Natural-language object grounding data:
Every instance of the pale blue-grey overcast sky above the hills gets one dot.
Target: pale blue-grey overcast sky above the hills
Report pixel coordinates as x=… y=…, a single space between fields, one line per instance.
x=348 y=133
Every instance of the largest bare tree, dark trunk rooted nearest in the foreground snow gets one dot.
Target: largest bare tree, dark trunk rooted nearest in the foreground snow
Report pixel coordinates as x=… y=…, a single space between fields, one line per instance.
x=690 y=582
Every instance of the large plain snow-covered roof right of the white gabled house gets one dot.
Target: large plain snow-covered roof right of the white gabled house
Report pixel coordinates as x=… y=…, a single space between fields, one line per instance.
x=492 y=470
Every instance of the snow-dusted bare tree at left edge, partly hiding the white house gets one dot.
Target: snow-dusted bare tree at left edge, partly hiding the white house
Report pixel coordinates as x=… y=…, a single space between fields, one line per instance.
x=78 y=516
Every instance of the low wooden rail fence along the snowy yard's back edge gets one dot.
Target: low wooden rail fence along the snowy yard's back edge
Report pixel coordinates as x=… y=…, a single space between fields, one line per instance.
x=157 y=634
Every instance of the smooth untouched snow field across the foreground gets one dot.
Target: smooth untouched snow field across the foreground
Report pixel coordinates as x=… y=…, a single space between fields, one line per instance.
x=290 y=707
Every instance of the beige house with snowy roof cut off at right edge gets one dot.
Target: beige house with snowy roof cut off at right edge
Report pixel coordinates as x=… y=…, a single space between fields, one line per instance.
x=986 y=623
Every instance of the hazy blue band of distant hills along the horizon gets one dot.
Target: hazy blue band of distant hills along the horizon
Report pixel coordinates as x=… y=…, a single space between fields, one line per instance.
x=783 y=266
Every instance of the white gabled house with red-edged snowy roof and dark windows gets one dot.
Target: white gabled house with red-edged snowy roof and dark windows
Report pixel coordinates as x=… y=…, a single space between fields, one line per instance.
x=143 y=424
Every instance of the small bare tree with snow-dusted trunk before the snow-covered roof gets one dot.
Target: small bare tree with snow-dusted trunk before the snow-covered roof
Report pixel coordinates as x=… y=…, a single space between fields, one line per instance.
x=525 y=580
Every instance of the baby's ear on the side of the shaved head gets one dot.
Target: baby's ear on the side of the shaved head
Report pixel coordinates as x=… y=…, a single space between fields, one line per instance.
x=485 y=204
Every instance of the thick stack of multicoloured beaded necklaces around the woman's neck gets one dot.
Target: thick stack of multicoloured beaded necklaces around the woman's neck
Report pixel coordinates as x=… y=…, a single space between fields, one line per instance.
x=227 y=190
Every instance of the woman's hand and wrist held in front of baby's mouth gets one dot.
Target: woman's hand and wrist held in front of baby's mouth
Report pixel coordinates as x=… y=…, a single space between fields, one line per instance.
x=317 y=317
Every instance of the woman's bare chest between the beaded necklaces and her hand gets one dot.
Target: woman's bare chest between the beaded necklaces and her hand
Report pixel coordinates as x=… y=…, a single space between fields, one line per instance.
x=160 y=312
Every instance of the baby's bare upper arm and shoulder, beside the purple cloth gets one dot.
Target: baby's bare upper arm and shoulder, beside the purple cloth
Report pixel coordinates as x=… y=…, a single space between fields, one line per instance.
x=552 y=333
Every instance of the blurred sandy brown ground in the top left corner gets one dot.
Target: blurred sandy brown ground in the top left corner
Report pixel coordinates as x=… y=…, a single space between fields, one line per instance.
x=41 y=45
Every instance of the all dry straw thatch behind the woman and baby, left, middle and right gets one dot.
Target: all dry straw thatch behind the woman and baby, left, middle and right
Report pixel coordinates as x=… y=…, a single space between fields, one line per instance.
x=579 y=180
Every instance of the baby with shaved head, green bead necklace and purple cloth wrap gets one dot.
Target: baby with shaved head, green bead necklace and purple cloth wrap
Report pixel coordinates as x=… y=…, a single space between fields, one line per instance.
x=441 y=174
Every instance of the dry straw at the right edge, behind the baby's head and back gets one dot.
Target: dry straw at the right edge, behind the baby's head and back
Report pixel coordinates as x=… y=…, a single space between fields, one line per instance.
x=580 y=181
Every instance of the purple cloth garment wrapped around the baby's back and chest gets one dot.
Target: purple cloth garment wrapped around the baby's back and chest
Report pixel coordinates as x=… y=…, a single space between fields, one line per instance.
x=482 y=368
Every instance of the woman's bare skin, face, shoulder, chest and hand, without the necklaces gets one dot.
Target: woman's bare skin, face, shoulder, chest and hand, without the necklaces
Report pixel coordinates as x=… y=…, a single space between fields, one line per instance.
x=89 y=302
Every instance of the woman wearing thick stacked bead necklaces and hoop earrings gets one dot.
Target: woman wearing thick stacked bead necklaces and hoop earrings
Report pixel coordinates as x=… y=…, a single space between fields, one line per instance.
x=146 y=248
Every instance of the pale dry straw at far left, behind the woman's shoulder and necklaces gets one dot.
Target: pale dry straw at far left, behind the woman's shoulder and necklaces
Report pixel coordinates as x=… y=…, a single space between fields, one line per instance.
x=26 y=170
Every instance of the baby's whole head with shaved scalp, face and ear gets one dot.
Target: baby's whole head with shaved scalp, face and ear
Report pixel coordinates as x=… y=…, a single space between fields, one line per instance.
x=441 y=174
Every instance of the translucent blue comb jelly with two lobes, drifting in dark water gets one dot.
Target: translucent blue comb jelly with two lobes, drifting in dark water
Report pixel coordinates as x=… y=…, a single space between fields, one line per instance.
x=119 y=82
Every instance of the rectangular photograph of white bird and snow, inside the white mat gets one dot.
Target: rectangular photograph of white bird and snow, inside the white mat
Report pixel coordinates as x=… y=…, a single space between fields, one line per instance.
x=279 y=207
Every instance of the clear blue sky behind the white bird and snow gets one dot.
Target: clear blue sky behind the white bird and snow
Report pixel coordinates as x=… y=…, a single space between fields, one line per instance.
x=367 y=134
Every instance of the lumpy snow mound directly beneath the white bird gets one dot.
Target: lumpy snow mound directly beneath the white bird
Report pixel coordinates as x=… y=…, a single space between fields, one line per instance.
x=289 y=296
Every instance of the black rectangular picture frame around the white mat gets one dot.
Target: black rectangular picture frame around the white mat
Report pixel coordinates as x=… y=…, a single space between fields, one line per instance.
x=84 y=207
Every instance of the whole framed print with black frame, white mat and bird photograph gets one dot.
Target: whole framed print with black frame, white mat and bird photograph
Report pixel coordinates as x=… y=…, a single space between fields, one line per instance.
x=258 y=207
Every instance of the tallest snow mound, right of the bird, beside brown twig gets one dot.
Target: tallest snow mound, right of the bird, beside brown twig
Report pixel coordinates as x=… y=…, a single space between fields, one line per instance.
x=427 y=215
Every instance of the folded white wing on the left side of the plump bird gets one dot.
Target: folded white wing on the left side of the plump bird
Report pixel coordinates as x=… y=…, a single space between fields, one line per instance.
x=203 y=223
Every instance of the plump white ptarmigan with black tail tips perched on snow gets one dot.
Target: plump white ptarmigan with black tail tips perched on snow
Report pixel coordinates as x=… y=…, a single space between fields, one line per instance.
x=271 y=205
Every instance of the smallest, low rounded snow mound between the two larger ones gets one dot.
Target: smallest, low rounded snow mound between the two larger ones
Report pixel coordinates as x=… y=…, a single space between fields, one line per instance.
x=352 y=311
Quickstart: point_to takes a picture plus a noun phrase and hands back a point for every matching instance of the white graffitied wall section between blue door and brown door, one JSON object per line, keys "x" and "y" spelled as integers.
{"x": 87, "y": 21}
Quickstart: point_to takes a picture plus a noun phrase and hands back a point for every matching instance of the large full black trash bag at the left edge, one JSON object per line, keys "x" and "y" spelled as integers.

ABOUT THIS TASK:
Start at the first line of the entries above. Set down each line exactly through the one with "Target: snow-dusted bare", and stop there.

SOLVED EXERCISE:
Every instance of the pale blue-grey overcast sky above the hills gets one dot.
Target: pale blue-grey overcast sky above the hills
Report pixel coordinates as x=… y=…, a single space between fields, one line per instance.
x=348 y=133
Every instance of the largest bare tree, dark trunk rooted nearest in the foreground snow gets one dot.
Target: largest bare tree, dark trunk rooted nearest in the foreground snow
Report pixel coordinates as x=… y=…, a single space between fields, one line per instance.
x=690 y=582
Every instance of the large plain snow-covered roof right of the white gabled house gets one dot.
Target: large plain snow-covered roof right of the white gabled house
Report pixel coordinates as x=… y=…, a single space between fields, one line per instance.
x=492 y=470
Every instance of the snow-dusted bare tree at left edge, partly hiding the white house gets one dot.
Target: snow-dusted bare tree at left edge, partly hiding the white house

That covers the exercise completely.